Powyższe wskazówki, są tylko …. no właśnie, wskazówkami. Mam nadzieję, że w pewien sposób pozwolą ci inaczej spojrzeć na pewne rzeczy, a stosowanie się do nich poprawi lub umocni twoje relacje z dzieckiem. Nie zapominaj jednak o punkcie pierwszym: „nikt z nas nie jest idealny!” ale każdy może się starać. Człowiek uczy się przez całe życie, również przez całe życie będziesz rodzicem dla swoich dzieci, nie tylko wtedy gdy mają, 5, 10 czy 15 lat. Pozwól dziecku uczyć się na własnych błędach, bo nie przeżyjesz za nie życia, ale możesz im pomóc przez nie łatwiej przejść.
10 zasad bycia lepszym rodzicem
Każdy z nas chciałby być rodzicem idealnym … ale ideałów nie ma! Możemy za to wprowadzić kilka istotnych zasad, dzięki którym nasze dziecko będzie czuło się kochane i doceniane, a my sami będziemy lepszymi rodzicami.
Czy miewasz czasem chwile, gdy po prostu nie wytrzymujesz? Gdy masz ochotę głośno krzyknąć, odciąć się od trudów rodzicielstwa i po prostu … zatrzymać na choć na chwilę czas, by … odpocząć? Nie jesteś sam! Według mnie każdy rodzic ma w życiu takie chwile. Poniżej przedstawię Wam kilka punktów, które mam nadzieję sprawią, że i Wy poczujecie się lepiej.
1. Nie staraj się być idealny!
Nie ma na świecie ideałów! Nawet jeśli ktoś jest tak postrzegany, to jest to siła mediów i koloryzowania jego życia, czy osobowości! Nie staraj się naśladować innych, po prostu być sobą! Każdy ma prawo do pomyłek, ale życie polega na tym, aby się na błędach uczyć i z czasem popełniać ich coraz mniej, a przynajmniej nie powtarzać tych samych !.
2. Kochaj bezwarunkowo!

--------------------

# POLECENIE A
Jak brzmi pierwsza zasada w tekście źródłowym?

--------------------

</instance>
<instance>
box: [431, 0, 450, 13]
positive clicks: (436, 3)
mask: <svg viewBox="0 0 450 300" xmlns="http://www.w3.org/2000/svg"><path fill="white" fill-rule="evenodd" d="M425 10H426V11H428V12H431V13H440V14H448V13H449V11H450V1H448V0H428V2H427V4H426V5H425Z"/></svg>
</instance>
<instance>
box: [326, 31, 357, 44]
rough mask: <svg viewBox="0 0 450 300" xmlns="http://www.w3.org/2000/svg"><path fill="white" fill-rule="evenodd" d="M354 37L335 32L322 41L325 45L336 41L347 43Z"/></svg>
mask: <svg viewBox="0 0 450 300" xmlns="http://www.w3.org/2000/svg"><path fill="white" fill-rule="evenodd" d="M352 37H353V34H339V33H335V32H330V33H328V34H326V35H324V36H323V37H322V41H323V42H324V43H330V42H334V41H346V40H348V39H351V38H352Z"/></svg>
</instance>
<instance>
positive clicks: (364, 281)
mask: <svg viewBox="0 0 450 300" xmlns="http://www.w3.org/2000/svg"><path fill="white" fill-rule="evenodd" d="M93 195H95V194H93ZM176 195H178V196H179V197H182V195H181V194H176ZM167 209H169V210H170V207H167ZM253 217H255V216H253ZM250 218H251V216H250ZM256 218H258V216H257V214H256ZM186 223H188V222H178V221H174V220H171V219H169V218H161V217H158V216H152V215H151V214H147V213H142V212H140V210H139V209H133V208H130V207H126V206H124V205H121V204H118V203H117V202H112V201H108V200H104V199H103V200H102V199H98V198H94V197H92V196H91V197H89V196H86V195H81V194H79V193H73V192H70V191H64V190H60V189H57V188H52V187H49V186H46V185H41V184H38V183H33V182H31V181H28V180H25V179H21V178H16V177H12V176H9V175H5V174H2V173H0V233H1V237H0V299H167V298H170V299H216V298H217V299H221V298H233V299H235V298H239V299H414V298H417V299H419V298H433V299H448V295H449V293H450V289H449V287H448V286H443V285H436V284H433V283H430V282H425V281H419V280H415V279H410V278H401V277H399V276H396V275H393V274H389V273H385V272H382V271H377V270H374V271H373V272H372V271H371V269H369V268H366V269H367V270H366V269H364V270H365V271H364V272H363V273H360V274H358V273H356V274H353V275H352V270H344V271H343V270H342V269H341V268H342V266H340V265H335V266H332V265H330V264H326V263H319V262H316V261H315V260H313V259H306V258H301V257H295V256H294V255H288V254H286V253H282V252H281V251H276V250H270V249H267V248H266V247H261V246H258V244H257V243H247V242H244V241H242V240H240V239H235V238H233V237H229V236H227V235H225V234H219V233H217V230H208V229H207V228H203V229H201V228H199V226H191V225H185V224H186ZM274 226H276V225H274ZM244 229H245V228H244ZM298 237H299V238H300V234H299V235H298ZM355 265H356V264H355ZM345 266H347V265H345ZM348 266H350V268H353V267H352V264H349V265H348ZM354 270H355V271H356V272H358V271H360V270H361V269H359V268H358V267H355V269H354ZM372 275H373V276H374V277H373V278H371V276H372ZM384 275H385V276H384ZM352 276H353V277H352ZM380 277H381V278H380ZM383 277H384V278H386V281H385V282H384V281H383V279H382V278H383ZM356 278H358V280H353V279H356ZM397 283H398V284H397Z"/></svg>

--------------------

# POLECENIE B
Wypisz z rekordów wszystkie wiersze zawierające słowo „positive”. Wielkość liter ma znaczenie.

# ODPOWIEDŹ A
Nie staraj się być idealny!

# ODPOWIEDŹ B
positive clicks: (436, 3)
positive clicks: (364, 281)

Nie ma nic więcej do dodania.